▶ Text:
>>

Nobel Peace Prize awarded to two journalists from the Philippines and Russia

Maria Ressa and Dmitry Muratov were awarded the prize by the Norwegian Nobel Committee.

LAST UPDATE | 8 Oct 2021

THE NOBEL PEACE Prize has been awarded to journalists Maria Ressa of the Philippines and Dmitry Muratov of Russia for their fight for freedom of expression in their countries.

The pair were honoured “for their efforts to safeguard freedom of expression, which is a precondition for democracy and lasting peace,” the chairwoman of the Norwegian Nobel Committee, Berit Reiss-Andersen, said this morning.

The prize was awarded for the people or organisation who had “done the most or the best work for fraternity between nations”. The prestigious award is accompanied by a gold medal and 10 million Swedish kronor (£836,000).

In its 120-year history, the Nobel Peace Prize has never been awarded to representatives of the independent press.

<<

▶ What you need to do:
Pick up the Nobel Peace Prize article after its last sentence and continue it.

▶ Extracted information:
>>

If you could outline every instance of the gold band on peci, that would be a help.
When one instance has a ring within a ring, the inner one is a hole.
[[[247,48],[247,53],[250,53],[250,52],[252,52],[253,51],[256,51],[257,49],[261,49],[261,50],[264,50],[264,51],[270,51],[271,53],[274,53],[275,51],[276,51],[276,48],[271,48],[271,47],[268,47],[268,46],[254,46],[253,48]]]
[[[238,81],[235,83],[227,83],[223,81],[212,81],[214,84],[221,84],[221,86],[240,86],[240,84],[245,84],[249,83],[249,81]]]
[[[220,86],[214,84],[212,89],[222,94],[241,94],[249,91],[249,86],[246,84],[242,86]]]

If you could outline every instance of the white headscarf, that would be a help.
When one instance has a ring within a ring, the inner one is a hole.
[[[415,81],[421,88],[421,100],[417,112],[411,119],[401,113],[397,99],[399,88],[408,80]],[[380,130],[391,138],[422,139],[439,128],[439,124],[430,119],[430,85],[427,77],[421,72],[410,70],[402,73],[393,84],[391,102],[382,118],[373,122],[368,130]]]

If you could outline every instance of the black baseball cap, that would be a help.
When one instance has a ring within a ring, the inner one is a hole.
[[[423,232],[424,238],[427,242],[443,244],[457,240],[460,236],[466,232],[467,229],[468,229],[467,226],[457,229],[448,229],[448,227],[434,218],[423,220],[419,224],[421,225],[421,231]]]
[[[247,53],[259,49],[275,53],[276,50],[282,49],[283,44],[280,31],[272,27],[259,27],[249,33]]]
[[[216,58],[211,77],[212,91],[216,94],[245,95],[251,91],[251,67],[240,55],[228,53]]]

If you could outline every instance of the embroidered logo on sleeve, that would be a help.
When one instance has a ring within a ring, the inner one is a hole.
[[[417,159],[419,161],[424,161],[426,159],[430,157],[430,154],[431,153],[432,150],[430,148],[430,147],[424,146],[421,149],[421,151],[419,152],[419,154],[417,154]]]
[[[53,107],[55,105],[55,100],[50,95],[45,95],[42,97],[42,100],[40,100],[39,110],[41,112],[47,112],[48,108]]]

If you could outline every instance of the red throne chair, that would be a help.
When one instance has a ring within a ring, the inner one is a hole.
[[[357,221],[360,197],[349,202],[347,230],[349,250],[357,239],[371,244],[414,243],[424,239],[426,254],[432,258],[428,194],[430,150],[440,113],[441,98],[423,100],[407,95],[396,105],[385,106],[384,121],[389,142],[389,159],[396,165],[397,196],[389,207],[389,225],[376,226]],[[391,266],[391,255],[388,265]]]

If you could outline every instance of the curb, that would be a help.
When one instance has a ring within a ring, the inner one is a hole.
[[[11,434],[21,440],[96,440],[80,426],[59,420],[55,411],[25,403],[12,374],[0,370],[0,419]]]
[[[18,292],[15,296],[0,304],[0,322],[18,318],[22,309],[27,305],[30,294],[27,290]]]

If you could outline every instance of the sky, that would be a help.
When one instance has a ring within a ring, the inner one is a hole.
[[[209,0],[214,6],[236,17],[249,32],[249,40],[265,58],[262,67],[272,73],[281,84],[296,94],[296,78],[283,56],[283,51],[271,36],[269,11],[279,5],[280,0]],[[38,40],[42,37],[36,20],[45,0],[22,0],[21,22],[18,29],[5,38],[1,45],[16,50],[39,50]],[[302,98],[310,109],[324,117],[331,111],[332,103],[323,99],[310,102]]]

<<

▶ Output below:
Belarus opposition leaders and climate campaigners such as Greta Thunberg were also among those tipped as contenders for the prestigious prize.

They were among the 329 nominations submitted this year and deemed worthy of the honour. Predicting the winner is a giant guessing game, as no shortlist is made public and the nominees’ identities are kept secret for 50 years.

This does not, however, stop international relations experts and punters from giving it their best shot.

Among those whose names had also been generating buzz in the run-up to today’s announcement were media watchdogs Reporters Without Borders, the Committee to Protect Journalists (CPJ) or the International Fact-Checking Network (to which AFP belongs), as well as anti-corruption champion Transparency International.

“Factfulness in the reporting that helps us stay informed and form a picture of current affairs as they unfold is key to the proper functioning of open public discourse and democratic institutions,” Henrik Urdal, the head of the Peace Research Institute of Oslo, said.

While the science and literature prizes awarded in Stockholm this week have so far gone only to men, the Peace Prize could honour one or even several women.

Belarusian opposition leader Svetlana Tikhanovskaya and her two allies, Maria Kolesnikova and Veronika Tsepkalo, were among those seen as potential laureates.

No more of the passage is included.